# STATED TASK
Give the lines from the first one through the line containing "(1045, 435)" as a Markdown table with the columns Row and Line, numbering each row and omitting blank lines.

Excerpts from a point labeling dataset
## Begin

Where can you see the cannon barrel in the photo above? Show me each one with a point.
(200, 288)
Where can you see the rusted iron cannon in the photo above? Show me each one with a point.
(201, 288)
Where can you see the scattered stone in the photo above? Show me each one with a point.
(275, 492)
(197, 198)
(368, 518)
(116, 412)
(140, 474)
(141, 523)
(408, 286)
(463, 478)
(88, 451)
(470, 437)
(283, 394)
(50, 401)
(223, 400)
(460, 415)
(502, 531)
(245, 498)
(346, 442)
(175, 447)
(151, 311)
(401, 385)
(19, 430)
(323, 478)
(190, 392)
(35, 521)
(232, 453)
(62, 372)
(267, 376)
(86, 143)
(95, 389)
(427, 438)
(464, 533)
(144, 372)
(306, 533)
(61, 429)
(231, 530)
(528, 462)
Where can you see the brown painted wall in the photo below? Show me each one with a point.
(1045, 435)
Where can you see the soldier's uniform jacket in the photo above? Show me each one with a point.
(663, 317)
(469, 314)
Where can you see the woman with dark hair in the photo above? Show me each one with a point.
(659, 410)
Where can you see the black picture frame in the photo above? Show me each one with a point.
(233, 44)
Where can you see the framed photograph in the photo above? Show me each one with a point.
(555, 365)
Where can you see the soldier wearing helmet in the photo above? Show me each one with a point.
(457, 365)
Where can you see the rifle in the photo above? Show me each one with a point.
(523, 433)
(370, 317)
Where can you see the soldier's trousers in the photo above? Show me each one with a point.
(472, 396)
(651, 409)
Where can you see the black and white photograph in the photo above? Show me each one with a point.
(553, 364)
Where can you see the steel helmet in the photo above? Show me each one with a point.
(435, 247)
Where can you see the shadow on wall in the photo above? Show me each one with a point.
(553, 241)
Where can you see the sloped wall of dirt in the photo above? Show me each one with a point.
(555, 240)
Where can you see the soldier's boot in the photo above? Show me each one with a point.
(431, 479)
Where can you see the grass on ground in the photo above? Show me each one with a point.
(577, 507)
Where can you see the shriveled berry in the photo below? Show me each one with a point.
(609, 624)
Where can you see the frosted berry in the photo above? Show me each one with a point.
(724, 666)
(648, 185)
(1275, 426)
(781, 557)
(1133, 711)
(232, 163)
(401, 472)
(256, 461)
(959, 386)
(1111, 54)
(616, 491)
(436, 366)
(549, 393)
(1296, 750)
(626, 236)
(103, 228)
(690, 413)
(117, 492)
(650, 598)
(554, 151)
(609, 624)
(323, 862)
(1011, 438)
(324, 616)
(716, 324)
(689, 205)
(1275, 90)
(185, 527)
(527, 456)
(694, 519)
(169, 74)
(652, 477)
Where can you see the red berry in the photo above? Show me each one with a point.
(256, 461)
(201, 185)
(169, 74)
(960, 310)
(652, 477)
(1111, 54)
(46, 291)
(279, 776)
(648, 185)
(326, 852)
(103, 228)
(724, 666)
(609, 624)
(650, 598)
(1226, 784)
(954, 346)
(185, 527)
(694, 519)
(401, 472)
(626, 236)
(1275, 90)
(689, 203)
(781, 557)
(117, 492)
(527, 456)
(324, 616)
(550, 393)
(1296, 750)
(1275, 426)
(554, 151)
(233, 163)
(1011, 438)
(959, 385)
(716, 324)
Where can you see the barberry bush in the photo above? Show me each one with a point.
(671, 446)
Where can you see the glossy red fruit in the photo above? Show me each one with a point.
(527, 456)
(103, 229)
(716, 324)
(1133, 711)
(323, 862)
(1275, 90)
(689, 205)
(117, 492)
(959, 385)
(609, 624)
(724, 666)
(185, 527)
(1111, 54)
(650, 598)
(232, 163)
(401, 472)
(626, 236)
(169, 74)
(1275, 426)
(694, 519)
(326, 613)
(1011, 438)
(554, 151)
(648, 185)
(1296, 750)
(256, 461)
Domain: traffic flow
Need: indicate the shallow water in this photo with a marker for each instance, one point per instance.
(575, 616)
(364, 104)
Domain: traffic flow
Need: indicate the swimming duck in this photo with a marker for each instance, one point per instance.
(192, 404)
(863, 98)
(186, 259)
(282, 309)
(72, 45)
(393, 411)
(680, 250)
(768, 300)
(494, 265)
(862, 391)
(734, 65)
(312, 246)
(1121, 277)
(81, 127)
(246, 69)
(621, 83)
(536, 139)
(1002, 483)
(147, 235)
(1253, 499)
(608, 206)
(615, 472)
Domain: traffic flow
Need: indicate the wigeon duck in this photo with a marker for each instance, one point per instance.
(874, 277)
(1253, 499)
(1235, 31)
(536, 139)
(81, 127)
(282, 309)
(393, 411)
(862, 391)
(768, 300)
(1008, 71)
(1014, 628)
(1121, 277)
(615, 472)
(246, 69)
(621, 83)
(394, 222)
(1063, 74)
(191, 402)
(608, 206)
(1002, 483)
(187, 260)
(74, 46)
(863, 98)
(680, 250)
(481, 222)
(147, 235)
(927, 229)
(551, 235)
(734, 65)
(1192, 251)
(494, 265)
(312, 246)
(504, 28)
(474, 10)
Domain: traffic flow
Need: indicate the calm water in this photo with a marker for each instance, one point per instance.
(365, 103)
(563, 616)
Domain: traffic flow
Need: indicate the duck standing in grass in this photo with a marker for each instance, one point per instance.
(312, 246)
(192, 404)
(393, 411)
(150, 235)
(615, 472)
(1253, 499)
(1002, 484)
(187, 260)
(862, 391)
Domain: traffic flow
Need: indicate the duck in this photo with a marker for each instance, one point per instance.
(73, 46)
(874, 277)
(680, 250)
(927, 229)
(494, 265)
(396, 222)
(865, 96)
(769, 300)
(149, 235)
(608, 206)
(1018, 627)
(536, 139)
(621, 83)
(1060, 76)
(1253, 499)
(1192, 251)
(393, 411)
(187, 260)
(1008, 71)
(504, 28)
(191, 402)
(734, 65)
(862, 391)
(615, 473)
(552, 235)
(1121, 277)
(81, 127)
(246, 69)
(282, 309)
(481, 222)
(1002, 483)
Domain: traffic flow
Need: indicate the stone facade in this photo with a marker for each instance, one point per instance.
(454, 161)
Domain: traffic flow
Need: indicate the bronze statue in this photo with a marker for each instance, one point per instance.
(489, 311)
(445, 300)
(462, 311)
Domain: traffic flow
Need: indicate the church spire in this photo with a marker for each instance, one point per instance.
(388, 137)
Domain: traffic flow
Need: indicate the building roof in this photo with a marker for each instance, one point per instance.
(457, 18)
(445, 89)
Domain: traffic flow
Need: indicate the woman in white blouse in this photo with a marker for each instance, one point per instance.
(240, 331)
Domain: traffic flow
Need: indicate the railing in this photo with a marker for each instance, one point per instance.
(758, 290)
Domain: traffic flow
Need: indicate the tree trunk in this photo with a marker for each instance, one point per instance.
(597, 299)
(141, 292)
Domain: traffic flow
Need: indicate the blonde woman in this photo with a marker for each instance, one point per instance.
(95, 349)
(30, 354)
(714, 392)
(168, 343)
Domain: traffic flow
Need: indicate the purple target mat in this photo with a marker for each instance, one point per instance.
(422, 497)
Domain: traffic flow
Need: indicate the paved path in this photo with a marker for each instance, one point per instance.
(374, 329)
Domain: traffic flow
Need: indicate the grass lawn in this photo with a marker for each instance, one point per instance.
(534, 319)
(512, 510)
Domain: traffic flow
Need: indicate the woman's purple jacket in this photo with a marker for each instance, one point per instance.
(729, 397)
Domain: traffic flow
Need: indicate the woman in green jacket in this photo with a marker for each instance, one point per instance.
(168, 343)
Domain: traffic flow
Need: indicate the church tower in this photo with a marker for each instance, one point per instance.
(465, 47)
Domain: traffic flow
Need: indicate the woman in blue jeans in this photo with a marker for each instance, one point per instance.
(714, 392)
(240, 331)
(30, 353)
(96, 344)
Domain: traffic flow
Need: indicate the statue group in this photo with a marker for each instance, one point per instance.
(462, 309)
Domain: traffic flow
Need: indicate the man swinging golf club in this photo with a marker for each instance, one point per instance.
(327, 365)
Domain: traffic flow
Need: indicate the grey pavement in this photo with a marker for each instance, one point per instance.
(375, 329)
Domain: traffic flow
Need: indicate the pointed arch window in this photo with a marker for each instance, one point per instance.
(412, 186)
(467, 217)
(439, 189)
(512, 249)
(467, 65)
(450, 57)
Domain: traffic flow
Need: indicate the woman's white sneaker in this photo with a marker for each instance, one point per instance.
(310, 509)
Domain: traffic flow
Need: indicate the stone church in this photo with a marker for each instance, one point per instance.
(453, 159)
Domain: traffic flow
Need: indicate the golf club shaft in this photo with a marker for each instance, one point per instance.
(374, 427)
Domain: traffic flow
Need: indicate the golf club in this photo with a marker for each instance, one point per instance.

## End

# SOLUTION BELOW
| Row | Line |
|---|---|
| 1 | Where can you see the cannon barrel in the photo above? Show me each one with a point. |
| 2 | (200, 288) |
| 3 | Where can you see the rusted iron cannon in the photo above? Show me each one with a point. |
| 4 | (201, 288) |
| 5 | Where can you see the scattered stone in the photo above? Show me each one with a point. |
| 6 | (275, 492) |
| 7 | (197, 198) |
| 8 | (368, 518) |
| 9 | (116, 412) |
| 10 | (140, 474) |
| 11 | (141, 523) |
| 12 | (408, 286) |
| 13 | (463, 478) |
| 14 | (88, 451) |
| 15 | (470, 437) |
| 16 | (283, 394) |
| 17 | (50, 401) |
| 18 | (223, 400) |
| 19 | (460, 415) |
| 20 | (502, 531) |
| 21 | (245, 498) |
| 22 | (346, 442) |
| 23 | (175, 447) |
| 24 | (151, 311) |
| 25 | (401, 385) |
| 26 | (19, 430) |
| 27 | (323, 478) |
| 28 | (190, 392) |
| 29 | (35, 521) |
| 30 | (232, 453) |
| 31 | (62, 372) |
| 32 | (267, 376) |
| 33 | (86, 143) |
| 34 | (95, 389) |
| 35 | (427, 438) |
| 36 | (464, 533) |
| 37 | (144, 372) |
| 38 | (306, 533) |
| 39 | (61, 429) |
| 40 | (231, 530) |
| 41 | (528, 462) |
| 42 | Where can you see the brown painted wall in the photo below? Show me each one with a point. |
| 43 | (1045, 435) |